Should a picture appear anywhere in the data, omit it and copy everything else exactly.
════════
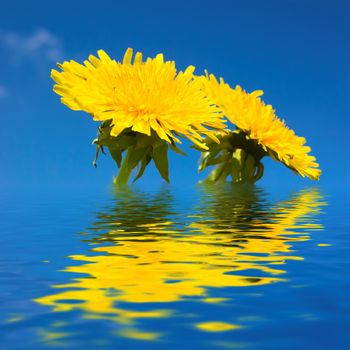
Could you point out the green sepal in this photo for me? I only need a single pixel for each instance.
(160, 158)
(116, 153)
(176, 149)
(248, 168)
(133, 156)
(144, 162)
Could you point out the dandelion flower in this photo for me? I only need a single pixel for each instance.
(142, 96)
(259, 132)
(144, 107)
════════
**FINISHED TASK**
Could you point out the green sepal in this photo for me? I only need a single pixel for each instance.
(160, 158)
(116, 153)
(176, 149)
(248, 168)
(133, 156)
(144, 162)
Could you point out the dandelion flower in this photo for me? I only need a single pixel for each instance.
(142, 96)
(259, 132)
(144, 107)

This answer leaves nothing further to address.